[start of Given records]

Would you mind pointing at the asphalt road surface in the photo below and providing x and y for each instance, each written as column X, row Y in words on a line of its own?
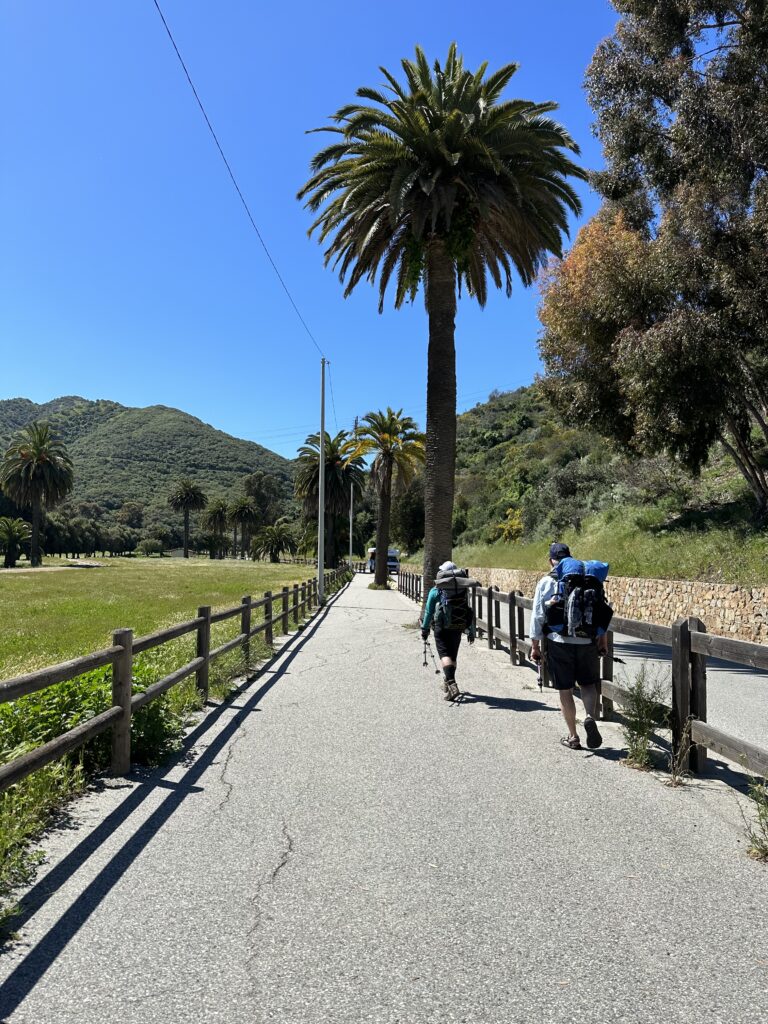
column 340, row 845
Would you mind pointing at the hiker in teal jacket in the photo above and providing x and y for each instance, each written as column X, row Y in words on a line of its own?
column 448, row 635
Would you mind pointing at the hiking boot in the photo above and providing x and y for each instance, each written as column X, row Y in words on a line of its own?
column 594, row 739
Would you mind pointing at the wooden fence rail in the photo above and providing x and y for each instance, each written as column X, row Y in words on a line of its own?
column 297, row 602
column 500, row 616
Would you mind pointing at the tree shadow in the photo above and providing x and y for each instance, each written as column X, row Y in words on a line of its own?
column 505, row 704
column 35, row 964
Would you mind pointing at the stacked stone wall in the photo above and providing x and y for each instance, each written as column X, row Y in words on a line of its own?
column 726, row 609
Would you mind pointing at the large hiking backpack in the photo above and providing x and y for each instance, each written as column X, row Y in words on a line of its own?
column 454, row 610
column 580, row 608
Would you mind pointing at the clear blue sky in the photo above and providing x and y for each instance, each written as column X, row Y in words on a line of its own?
column 127, row 267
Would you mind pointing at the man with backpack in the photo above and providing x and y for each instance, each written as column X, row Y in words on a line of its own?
column 570, row 610
column 448, row 604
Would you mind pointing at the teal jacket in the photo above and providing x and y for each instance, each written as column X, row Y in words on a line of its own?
column 433, row 599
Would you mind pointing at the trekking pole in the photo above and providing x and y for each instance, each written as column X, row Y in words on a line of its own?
column 428, row 646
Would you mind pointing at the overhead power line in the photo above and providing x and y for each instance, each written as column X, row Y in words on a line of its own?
column 235, row 180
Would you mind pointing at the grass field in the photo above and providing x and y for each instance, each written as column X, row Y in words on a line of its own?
column 48, row 616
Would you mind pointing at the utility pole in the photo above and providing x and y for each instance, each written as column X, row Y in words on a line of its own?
column 351, row 505
column 322, row 494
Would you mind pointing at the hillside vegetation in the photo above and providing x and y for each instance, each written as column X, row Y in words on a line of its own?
column 123, row 454
column 525, row 477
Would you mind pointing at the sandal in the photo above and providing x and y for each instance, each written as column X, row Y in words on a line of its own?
column 594, row 739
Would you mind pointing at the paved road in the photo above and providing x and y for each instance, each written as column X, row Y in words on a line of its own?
column 342, row 846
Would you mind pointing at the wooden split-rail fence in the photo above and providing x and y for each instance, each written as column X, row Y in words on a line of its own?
column 280, row 609
column 500, row 619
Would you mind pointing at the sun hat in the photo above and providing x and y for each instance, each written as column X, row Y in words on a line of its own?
column 559, row 551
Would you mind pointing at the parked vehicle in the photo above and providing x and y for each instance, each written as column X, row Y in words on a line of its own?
column 393, row 560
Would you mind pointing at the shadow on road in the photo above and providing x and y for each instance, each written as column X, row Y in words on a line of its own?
column 505, row 704
column 24, row 978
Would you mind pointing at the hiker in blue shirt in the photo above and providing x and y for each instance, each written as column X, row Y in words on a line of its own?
column 448, row 606
column 570, row 658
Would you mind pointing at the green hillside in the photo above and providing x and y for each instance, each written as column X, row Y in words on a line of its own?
column 133, row 455
column 524, row 477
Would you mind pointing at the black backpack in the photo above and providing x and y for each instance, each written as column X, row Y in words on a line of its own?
column 580, row 608
column 454, row 611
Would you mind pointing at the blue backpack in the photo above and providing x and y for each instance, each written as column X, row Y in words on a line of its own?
column 580, row 608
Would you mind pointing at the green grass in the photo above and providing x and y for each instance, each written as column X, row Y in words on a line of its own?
column 47, row 617
column 51, row 616
column 638, row 544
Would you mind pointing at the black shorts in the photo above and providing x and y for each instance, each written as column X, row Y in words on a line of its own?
column 572, row 663
column 446, row 642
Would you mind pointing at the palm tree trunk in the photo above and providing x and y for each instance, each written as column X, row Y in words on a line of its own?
column 440, row 435
column 35, row 557
column 382, row 528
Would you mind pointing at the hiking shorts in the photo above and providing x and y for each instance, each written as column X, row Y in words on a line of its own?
column 571, row 664
column 446, row 642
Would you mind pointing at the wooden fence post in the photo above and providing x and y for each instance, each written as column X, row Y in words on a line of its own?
column 204, row 650
column 606, row 673
column 268, row 619
column 520, row 626
column 680, row 691
column 697, row 696
column 245, row 628
column 122, row 674
column 511, row 628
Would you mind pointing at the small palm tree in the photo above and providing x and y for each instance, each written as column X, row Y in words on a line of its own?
column 399, row 452
column 36, row 473
column 344, row 470
column 13, row 532
column 441, row 182
column 186, row 497
column 244, row 513
column 271, row 542
column 215, row 521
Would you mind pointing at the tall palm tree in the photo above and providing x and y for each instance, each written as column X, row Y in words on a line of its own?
column 215, row 520
column 270, row 542
column 36, row 473
column 186, row 497
column 244, row 513
column 399, row 452
column 438, row 181
column 344, row 470
column 13, row 532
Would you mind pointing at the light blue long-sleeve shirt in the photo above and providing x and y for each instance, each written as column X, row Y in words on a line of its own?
column 546, row 589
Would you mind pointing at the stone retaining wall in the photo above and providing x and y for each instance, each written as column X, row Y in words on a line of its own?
column 726, row 609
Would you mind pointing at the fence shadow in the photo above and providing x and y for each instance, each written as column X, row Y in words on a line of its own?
column 35, row 964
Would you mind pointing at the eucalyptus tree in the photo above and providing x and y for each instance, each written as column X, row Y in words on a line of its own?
column 13, row 534
column 679, row 92
column 398, row 452
column 345, row 472
column 186, row 497
column 439, row 181
column 37, row 473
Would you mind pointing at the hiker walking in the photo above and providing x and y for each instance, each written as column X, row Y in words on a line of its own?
column 570, row 610
column 449, row 608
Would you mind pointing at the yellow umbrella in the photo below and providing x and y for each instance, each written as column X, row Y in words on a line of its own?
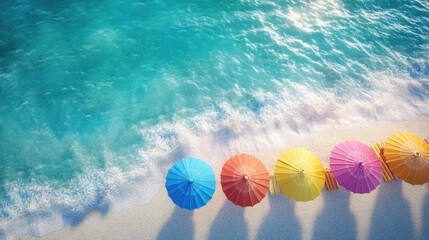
column 300, row 174
column 408, row 157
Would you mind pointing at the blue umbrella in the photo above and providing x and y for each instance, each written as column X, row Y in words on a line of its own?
column 190, row 183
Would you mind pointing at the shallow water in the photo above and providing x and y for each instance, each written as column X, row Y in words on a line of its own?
column 99, row 98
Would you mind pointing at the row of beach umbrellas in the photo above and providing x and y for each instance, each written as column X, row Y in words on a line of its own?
column 299, row 173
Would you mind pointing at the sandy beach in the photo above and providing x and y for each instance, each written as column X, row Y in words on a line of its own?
column 395, row 210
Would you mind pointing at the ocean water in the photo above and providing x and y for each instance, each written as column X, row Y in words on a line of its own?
column 99, row 98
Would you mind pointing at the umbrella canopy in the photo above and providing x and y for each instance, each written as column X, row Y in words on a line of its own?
column 300, row 174
column 408, row 157
column 356, row 167
column 245, row 180
column 190, row 183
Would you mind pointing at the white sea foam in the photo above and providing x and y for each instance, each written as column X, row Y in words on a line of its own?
column 281, row 121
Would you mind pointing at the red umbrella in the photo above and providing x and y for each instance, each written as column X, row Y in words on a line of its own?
column 245, row 180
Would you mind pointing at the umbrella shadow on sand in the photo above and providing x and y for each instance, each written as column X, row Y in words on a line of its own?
column 229, row 223
column 179, row 226
column 280, row 222
column 336, row 221
column 425, row 220
column 391, row 218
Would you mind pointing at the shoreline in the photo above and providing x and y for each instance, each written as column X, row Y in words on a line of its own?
column 160, row 218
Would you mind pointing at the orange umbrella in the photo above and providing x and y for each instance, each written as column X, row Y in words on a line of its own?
column 245, row 180
column 408, row 157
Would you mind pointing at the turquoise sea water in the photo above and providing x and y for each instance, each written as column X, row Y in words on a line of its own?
column 99, row 98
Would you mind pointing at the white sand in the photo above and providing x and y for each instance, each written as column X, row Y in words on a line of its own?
column 395, row 210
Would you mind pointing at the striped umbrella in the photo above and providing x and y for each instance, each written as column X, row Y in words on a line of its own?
column 356, row 167
column 300, row 174
column 408, row 157
column 245, row 180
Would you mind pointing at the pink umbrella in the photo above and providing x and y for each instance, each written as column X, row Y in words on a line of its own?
column 356, row 167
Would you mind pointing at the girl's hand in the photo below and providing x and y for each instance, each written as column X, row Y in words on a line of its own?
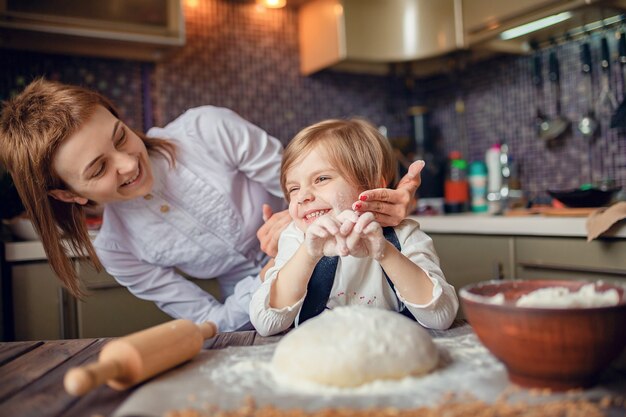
column 269, row 233
column 364, row 235
column 390, row 207
column 322, row 238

[end of Given records]

▸ Objective
Rewrite the listing between the lines holding "Would you mind pointing at the palm" and "column 511, row 628", inclusive, swapping "hiking shorts" for "trail shorts" and keeping everything else the same.

▸ Result of the task
Would you mind pointing at the palm tree trunk in the photo above and providing x and y for each instance, each written as column X, row Y in words on a line of its own?
column 440, row 435
column 35, row 557
column 382, row 528
Would you mind pointing at the trail shorts in the photo above and providing x and y for each instance, each written as column X, row Y in words on a line of its own?
column 571, row 664
column 446, row 642
Would you mind pointing at the wooden fence post in the photo above and providing x and y for each instance, each written as column X, row Y in words on a line of its own?
column 204, row 650
column 606, row 673
column 268, row 619
column 520, row 626
column 680, row 691
column 697, row 696
column 245, row 628
column 122, row 674
column 511, row 628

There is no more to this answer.